Document text:
☆ ☆ ☆ ☆ ☆ ☆ ☆
Silicon Valley tackles diversity problem, has a long way to go
Silicon Valley has made strides towards diversity, but there's still quite a way to go

Silicon Valley tackles diversity problem, has a long way to go

20 Jul 201559 Shares

It’s something that was initially spoken about in almost hushed voices, but in recent years, as the issue has come more into the public eye, those hushed voices have become more of a shout: Silicon Valley has a diversity problem.

The area that gets the most attention is gender-based hiring. The Guardian published a report on sexism in Silicon Valley from earlier this year detailed the damning figures.

Only 11pc of Silicon Valley executives and 20pc of software developers are women. Only 53pc of Silicon Valley companies have a woman on the executive management team. Men in Silicon Valley companies earn up to 61pc more than women in the same companies and the same roles.

What is more often overlooked, however, is Silicon Valley’s lack of diversity when it comes to race.

Take a look at the cast of HBO’s Silicon Valley, widely considered to be an incredibly accurate depiction of the Silicon Valley environment.

That’s a lot of white men.

The only non-white characters that crop up with any regularity are Asian.

Information released today by The Washington Post shows that that casting is entirely representative of real-life Silicon Valley companies.

Silicon Valley, but in real life

When it comes to hiring for coveted positions at the California tech giants, says the Washington Post article, black and Hispanic candidates are grossly underrepresented.

Figures released by the companies themselves show that, when it comes to working in Silicon Valley, tech is still very much a white man’s game.

Yahoo!’s workforce is 2pc black and 4pc Hispanic. Google’s and LinkedIn’s figures are the same. Twitter brings up the rear, with 2pc black and 2pc Hispanic.

Remaining in line with Silicon Valley, the exception to the white-men-only rule is Asian candidates. At Facebook, for example, 41pc of staff is Asian.

Companies have historically blamed ‘the pipeline’ for churning out a workforce that’s predominantly white and male. They say that’s the demographic studying computer science and IT in college.

Prominent advocates for change, like Jesse Jackson, tell a different story, as do the figures:

According to the Washington Post, of those graduating from college with a BA in computer science, computer engineering or IT, 4.1pc were black and 7.7pc Hispanic – double the numbers these companies are hiring.

But if the pipeline isn’t the problem, what is?
☆ ☆ ☆ ☆ ☆ ☆ ☆
Given instruction a:
Using the Silicon Valley diversity article, answer each question:
(i) What percentage of Silicon Valley executives are women?
(ii) What share of Facebook's staff is Asian?
(iii) Among college graduates with a BA in computer science, computer engineering or IT, what percentages were black and Hispanic?

Dataset records:
☆ ☆ ☆ ☆ ☆ ☆ ☆
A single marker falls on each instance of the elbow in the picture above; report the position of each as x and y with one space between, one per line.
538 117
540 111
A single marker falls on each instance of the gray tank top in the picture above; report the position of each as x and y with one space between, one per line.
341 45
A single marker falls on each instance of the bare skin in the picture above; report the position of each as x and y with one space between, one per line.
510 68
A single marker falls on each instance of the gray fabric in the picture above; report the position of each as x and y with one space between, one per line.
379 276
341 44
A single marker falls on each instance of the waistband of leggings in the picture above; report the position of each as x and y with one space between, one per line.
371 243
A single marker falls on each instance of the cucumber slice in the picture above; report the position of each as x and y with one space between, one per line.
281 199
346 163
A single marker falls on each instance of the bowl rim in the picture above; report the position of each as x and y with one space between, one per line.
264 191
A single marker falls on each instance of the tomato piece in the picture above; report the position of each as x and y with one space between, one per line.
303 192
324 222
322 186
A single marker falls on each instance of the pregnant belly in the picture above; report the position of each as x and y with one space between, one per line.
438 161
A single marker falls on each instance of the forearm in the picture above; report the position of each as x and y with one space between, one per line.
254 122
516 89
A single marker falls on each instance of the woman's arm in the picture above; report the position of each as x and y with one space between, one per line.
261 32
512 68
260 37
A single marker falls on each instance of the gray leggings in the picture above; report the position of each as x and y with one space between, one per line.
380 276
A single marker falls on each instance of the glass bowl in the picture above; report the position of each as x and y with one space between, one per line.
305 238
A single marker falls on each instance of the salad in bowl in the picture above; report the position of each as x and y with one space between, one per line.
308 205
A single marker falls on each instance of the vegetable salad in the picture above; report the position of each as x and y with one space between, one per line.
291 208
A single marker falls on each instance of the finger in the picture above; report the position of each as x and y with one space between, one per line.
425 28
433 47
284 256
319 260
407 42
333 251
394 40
☆ ☆ ☆ ☆ ☆ ☆ ☆
Given instruction b: Report every line in the entries above that contains the string "salad".

Worked answer a:
(i) 11pc
(ii) 41pc
(iii) 4.1pc black and 7.7pc Hispanic

Worked answer b:
A single marker falls on each instance of the salad in bowl in the picture above; report the position of each as x and y with one space between, one per line.
A single marker falls on each instance of the vegetable salad in the picture above; report the position of each as x and y with one space between, one per line.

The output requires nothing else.